What to do: Can you render the entries as a Markdown table with columns Row and Text, starting at the line that contains "the pink phlox" and ending at the last line of the entries, both included? Give each line its row number and skip any blank lines.
## Start Supplied records
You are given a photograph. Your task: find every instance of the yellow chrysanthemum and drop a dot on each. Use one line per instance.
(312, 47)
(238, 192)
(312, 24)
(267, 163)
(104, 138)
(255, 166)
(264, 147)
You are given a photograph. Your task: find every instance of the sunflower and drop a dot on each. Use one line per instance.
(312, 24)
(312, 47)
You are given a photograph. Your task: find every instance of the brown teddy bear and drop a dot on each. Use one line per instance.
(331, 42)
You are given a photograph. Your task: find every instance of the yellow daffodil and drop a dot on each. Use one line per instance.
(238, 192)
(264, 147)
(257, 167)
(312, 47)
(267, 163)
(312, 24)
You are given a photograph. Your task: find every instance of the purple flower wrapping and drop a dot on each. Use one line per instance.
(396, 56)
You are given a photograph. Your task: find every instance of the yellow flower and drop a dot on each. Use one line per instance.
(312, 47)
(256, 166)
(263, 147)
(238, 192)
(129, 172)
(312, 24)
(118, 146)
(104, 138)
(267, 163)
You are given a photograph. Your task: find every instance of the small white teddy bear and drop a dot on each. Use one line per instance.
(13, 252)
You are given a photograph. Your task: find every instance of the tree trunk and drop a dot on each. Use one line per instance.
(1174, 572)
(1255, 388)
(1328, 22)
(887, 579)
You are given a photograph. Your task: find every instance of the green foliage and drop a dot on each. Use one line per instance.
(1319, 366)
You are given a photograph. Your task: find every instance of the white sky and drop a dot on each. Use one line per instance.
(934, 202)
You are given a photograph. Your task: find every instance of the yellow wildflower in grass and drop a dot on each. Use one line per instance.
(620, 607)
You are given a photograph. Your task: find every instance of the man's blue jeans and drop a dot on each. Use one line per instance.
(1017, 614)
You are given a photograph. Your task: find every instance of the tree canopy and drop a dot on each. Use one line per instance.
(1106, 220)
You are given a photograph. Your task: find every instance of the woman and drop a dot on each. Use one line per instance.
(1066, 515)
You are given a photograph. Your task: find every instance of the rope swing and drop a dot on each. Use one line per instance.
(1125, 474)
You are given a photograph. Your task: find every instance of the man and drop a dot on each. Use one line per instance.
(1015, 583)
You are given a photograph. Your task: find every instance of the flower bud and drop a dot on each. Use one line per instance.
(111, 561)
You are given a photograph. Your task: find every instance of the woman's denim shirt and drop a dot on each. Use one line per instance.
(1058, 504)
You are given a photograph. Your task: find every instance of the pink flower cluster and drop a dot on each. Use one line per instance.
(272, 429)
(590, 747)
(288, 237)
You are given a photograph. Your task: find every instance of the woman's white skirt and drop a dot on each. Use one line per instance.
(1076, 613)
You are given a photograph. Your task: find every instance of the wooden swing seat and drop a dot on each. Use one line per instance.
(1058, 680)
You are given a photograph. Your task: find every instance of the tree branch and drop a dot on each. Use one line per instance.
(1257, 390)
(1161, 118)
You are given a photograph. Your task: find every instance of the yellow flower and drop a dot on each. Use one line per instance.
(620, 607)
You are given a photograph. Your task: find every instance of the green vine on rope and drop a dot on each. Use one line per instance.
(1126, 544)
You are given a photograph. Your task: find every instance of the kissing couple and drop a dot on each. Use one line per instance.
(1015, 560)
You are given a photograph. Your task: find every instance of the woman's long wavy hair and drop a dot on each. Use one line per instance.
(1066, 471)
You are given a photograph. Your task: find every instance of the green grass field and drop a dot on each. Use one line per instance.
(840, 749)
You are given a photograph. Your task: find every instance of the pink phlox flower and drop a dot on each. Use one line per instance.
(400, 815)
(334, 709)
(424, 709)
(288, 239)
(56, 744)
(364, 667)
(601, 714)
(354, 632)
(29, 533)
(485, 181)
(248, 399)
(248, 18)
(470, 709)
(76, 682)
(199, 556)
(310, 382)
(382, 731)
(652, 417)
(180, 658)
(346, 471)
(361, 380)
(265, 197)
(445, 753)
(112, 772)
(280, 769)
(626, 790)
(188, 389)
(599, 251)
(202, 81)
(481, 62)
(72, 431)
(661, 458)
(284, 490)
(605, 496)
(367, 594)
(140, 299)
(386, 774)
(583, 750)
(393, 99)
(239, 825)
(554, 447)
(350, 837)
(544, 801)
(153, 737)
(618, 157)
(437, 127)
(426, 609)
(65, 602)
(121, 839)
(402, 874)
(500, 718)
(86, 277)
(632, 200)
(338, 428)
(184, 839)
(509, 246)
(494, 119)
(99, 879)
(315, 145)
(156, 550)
## End Supplied records
Exercise response:
| Row | Text |
|---|---|
| 1 | You are given a photograph. Your task: find every instance of the pink phlox flower and drop a dot on each. Use one line per instance. |
| 2 | (400, 815) |
| 3 | (334, 709) |
| 4 | (424, 709) |
| 5 | (288, 239) |
| 6 | (56, 744) |
| 7 | (364, 667) |
| 8 | (601, 714) |
| 9 | (354, 632) |
| 10 | (29, 533) |
| 11 | (485, 181) |
| 12 | (248, 399) |
| 13 | (248, 18) |
| 14 | (470, 709) |
| 15 | (76, 682) |
| 16 | (199, 556) |
| 17 | (310, 382) |
| 18 | (382, 731) |
| 19 | (652, 417) |
| 20 | (180, 658) |
| 21 | (346, 471) |
| 22 | (361, 380) |
| 23 | (265, 197) |
| 24 | (445, 753) |
| 25 | (112, 772) |
| 26 | (280, 769) |
| 27 | (626, 790) |
| 28 | (188, 389) |
| 29 | (599, 251) |
| 30 | (202, 81) |
| 31 | (481, 62) |
| 32 | (72, 431) |
| 33 | (661, 458) |
| 34 | (284, 490) |
| 35 | (605, 496) |
| 36 | (367, 594) |
| 37 | (140, 299) |
| 38 | (386, 774) |
| 39 | (583, 750) |
| 40 | (393, 99) |
| 41 | (239, 825) |
| 42 | (554, 447) |
| 43 | (350, 837) |
| 44 | (544, 801) |
| 45 | (153, 737) |
| 46 | (618, 157) |
| 47 | (437, 127) |
| 48 | (426, 609) |
| 49 | (65, 602) |
| 50 | (121, 839) |
| 51 | (402, 874) |
| 52 | (500, 718) |
| 53 | (86, 277) |
| 54 | (632, 200) |
| 55 | (338, 428) |
| 56 | (184, 839) |
| 57 | (509, 246) |
| 58 | (494, 119) |
| 59 | (99, 879) |
| 60 | (315, 145) |
| 61 | (156, 550) |